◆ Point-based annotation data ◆

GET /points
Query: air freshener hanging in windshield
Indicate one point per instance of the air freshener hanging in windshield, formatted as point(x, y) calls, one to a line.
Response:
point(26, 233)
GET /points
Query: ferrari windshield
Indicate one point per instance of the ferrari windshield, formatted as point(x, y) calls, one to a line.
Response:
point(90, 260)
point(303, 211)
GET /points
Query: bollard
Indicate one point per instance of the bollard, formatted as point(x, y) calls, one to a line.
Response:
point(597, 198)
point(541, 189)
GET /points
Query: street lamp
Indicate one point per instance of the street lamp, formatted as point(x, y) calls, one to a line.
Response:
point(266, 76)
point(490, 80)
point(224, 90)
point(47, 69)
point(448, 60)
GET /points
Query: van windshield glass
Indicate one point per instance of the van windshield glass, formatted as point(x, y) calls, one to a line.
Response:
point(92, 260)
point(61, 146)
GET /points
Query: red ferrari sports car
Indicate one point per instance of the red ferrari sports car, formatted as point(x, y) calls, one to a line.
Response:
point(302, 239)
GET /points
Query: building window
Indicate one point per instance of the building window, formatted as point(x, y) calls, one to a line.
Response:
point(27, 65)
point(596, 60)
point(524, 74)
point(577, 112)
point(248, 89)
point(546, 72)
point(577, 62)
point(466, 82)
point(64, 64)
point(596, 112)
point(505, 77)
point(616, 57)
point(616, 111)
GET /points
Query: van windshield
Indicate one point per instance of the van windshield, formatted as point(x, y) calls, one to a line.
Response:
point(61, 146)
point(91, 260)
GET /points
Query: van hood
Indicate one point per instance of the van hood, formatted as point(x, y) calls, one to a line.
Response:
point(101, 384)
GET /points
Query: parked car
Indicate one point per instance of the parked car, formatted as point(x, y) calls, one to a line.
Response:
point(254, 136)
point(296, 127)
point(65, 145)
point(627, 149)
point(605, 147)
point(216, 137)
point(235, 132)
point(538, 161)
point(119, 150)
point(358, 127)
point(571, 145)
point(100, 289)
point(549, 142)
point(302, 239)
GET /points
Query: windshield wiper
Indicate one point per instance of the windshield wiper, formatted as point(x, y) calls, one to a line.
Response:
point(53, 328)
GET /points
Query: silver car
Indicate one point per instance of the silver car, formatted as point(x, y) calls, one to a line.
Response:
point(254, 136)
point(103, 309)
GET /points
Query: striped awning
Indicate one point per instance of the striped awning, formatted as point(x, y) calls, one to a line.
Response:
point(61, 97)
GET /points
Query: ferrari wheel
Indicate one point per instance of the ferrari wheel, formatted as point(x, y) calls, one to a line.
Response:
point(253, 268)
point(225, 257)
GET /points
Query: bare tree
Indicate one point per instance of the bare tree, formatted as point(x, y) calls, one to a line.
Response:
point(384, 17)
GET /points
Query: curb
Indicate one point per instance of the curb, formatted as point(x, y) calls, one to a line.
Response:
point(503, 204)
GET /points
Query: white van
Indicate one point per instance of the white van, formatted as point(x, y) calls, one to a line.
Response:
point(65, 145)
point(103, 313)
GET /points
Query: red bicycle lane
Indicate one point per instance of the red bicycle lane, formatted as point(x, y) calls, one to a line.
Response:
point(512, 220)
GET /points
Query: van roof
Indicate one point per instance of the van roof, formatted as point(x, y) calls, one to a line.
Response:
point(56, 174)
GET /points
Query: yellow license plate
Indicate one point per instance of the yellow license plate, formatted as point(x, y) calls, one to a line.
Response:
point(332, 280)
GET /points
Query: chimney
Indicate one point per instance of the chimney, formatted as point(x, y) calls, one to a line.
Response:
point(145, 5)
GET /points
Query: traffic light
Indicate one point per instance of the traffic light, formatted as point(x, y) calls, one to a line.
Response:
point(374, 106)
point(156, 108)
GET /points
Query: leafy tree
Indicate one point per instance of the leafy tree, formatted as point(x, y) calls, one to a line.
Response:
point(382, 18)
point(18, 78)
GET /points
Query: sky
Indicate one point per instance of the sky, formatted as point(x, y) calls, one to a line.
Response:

◆ SET TASK ◆
Without omitting anything, output the entries exactly.

◆ SOLUTION ◆
GET /points
Query: air freshener hanging in windshield
Indicate one point per instance of the air freshener hanging in windshield, formatted as point(x, y) calls, one to a line.
Response:
point(26, 233)
GET /points
Query: ferrari windshield
Indicate one point per instance of the ferrari windshield, formatted as point(x, y) calls, one to a line.
Response:
point(90, 260)
point(303, 211)
GET /points
Query: bollard
Indicate one point per instance of the bollard, formatted as point(x, y) calls, one to a line.
Response:
point(597, 198)
point(541, 189)
GET /points
Query: street lamp
Indicate one point per instance of the street lamp, formatted as point(x, y) calls, one to a line.
Response:
point(266, 76)
point(490, 80)
point(224, 90)
point(47, 69)
point(448, 60)
GET /points
Query: van windshield glass
Indicate one point per instance of the van windshield glass, formatted as point(x, y) calls, one to a line.
Response:
point(92, 260)
point(61, 146)
GET /points
Query: red ferrari sports car
Indicate one point per instance of the red ferrari sports car, formatted as point(x, y) calls, one to a line.
Response:
point(302, 239)
GET /points
Query: building window
Indicate one point per instance of the building window, formatted as point(x, y) calls, one to a line.
Response:
point(27, 65)
point(596, 60)
point(524, 74)
point(577, 112)
point(248, 89)
point(546, 72)
point(577, 62)
point(466, 82)
point(64, 64)
point(596, 112)
point(505, 77)
point(616, 57)
point(616, 111)
GET /points
Query: van windshield
Indicate one point per instance of the van windshield, formatted as point(x, y) calls, one to a line.
Response:
point(61, 146)
point(91, 260)
GET /points
Query: van hood
Indicate one point per instance of the van hood, formatted as point(x, y) calls, one to a line.
Response:
point(101, 384)
GET /points
Query: parked car
Indicate one point per instance of the parked car, formatted as point(x, y) calls, one to a line.
Response:
point(254, 136)
point(296, 127)
point(65, 145)
point(627, 149)
point(605, 147)
point(216, 137)
point(235, 132)
point(538, 161)
point(119, 150)
point(358, 127)
point(571, 145)
point(100, 289)
point(549, 142)
point(302, 239)
GET /points
Query: windshield wiper
Indicate one point per instance of the windshield wiper, formatted as point(x, y) calls, one to a line.
Response:
point(53, 328)
GET /points
Query: silver car
Indicate one point per instance of the silver car, formatted as point(x, y) calls, one to a line.
Response:
point(254, 136)
point(103, 309)
GET /points
Query: striped awning
Indicate one point per instance of the striped awning, formatted as point(x, y) calls, one to a line.
Response:
point(61, 97)
GET /points
Query: ferrari wheel
Indicate one point per instance of the ferrari wheel, formatted as point(x, y) calls, one to a line.
Response:
point(253, 268)
point(225, 257)
GET /points
Query: bare tree
Indicate one point per instance of the bare tree, formatted as point(x, y) calls, one to a line.
Response:
point(384, 17)
GET /points
Query: curb
Indicate one point per instance of the curb, formatted as point(x, y) calls, one to a line.
Response:
point(503, 204)
GET /points
Query: white van
Indicate one point per instance of the white van, formatted as point(x, y) calls, one to a line.
Response:
point(65, 145)
point(103, 313)
GET /points
Query: red bicycle lane
Indicate one point per instance of the red bicycle lane, formatted as point(x, y) calls, one to a line.
Response:
point(512, 220)
GET /points
Query: van roof
Indicate one point per instance of the van roof, formatted as point(x, y) calls, one to a line.
Response:
point(56, 174)
GET /points
Query: yellow license plate
Indicate one point per instance of the yellow license plate, formatted as point(x, y) calls, one to a line.
Response:
point(332, 280)
GET /points
Query: chimney
Indicate one point per instance of the chimney, formatted as point(x, y) calls, one to a line.
Response:
point(145, 5)
GET /points
Query: traffic light
Indicate one point per instance of the traffic light, formatted as point(x, y) calls, one to a line.
Response:
point(374, 106)
point(156, 108)
GET /points
Query: leafy tree
Indicate one point per instance of the leafy tree, formatted as point(x, y) calls, one to a line.
Response:
point(382, 18)
point(18, 78)
GET /points
Query: sky
Indicate one point per instance of the sky, formatted as point(x, y) calls, one to a line.
Response:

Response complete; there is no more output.